>>>>>

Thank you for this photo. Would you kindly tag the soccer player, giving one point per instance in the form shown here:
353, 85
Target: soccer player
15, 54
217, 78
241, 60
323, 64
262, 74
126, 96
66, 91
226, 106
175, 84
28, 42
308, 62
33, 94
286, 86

<<<<<

WORK INSTRUCTIONS: Please edit the entries so that every "soccer player" becomes "football player", and leave all else unchanged.

CORRECT RESPONSE:
Thank you for this photo. Would you kindly tag the football player, giving one point per instance in the form shown here:
353, 85
Target: football player
15, 54
217, 78
241, 60
323, 64
262, 74
126, 96
66, 91
226, 106
175, 84
28, 42
308, 62
33, 94
286, 86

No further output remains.